TASK BRIEF:
Set down exactly the lines below, from the one containing "Each instance gets a single point. Label the dark" through the final line, and include no others.

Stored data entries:
^^^^^^^^

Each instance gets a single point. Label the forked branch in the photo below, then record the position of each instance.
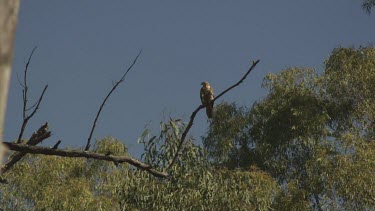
(23, 148)
(35, 107)
(184, 134)
(106, 98)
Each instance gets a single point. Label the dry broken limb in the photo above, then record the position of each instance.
(23, 148)
(8, 24)
(25, 89)
(183, 136)
(106, 98)
(42, 132)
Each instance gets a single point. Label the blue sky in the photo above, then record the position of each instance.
(83, 46)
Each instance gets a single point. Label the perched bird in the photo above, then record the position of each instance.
(207, 95)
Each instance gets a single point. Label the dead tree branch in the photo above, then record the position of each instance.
(37, 137)
(25, 89)
(106, 98)
(183, 136)
(23, 148)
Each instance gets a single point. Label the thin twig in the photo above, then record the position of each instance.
(25, 89)
(23, 148)
(106, 98)
(27, 118)
(183, 136)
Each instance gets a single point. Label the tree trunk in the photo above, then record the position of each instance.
(8, 22)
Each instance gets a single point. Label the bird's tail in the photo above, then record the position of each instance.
(209, 111)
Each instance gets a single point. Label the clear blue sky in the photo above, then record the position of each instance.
(83, 46)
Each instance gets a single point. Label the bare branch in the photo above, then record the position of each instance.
(25, 89)
(27, 118)
(37, 137)
(183, 136)
(106, 98)
(23, 148)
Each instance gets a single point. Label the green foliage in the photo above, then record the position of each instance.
(308, 144)
(313, 133)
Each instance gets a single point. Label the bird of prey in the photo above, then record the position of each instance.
(207, 95)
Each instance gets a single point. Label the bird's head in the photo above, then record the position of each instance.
(205, 83)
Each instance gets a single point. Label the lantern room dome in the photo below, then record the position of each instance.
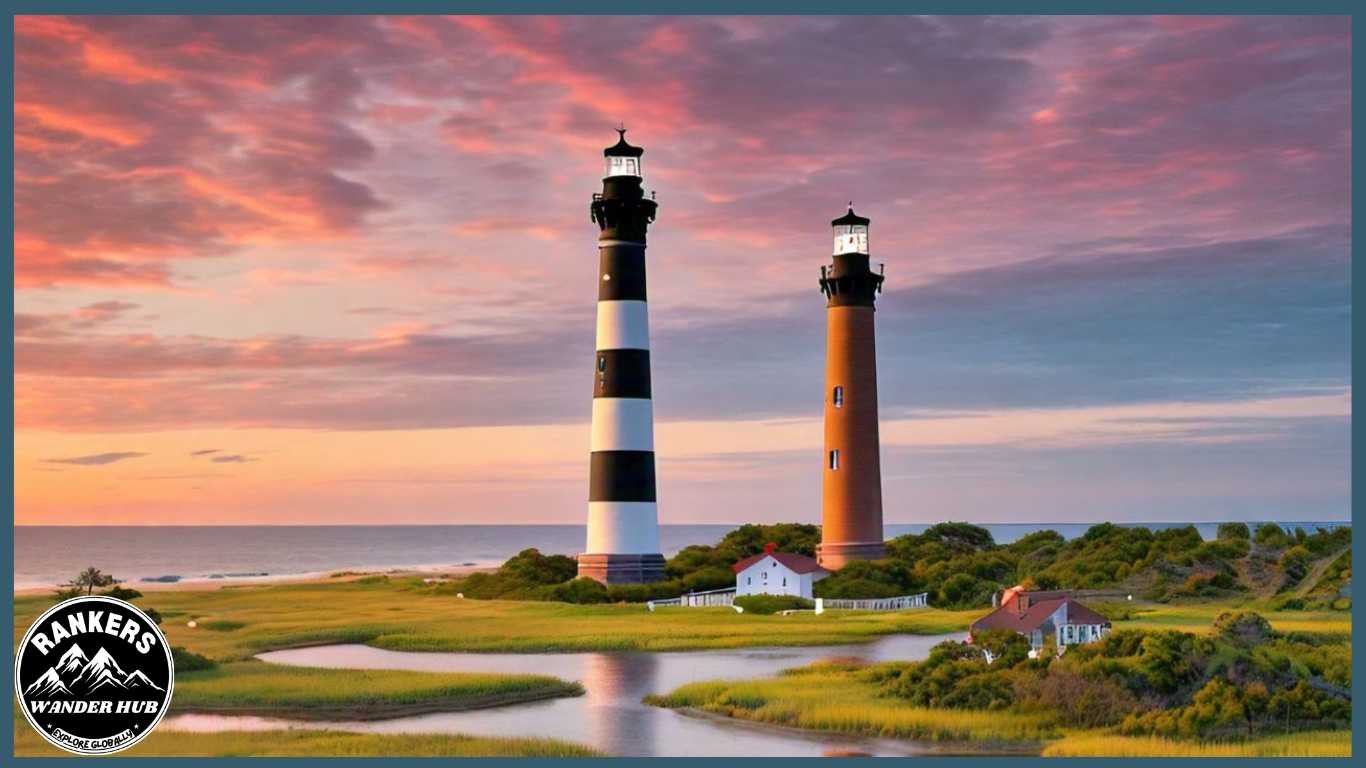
(850, 219)
(622, 148)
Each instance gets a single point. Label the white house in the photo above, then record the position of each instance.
(777, 573)
(1041, 614)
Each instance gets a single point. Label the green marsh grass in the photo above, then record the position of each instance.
(403, 614)
(317, 693)
(1312, 744)
(840, 698)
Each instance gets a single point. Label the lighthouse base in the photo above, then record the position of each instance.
(622, 569)
(835, 556)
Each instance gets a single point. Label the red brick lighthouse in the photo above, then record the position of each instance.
(851, 488)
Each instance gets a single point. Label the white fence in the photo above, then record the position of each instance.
(697, 599)
(727, 597)
(874, 604)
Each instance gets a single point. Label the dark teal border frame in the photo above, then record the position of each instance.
(661, 7)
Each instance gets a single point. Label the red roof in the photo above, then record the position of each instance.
(797, 563)
(1010, 618)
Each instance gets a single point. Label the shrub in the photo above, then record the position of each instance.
(1243, 626)
(772, 603)
(583, 591)
(1075, 700)
(1271, 536)
(1231, 530)
(530, 566)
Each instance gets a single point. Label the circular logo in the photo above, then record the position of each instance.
(93, 675)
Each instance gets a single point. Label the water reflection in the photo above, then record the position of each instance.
(615, 683)
(609, 716)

^^^^^^^^

COMPLETED EXERCISE:
Each instance gets a single point. Label the dark teal border frame in the photo above, then record the position of each instance.
(661, 7)
Each instance gets a single point. Label the red roof in the photo above, then record the position of each instance.
(797, 563)
(1010, 618)
Each instance gets a single point. Label the shrub in the photo above, then record the position of each instance.
(1243, 626)
(772, 603)
(583, 591)
(1075, 700)
(1271, 536)
(1231, 530)
(530, 566)
Each instance gets a single point. Label the circular logo in the photo above, then record the position of each instance.
(93, 675)
Each instance gets a single point. Label the water reflection in the photo above, then record the position of each instance.
(615, 683)
(609, 716)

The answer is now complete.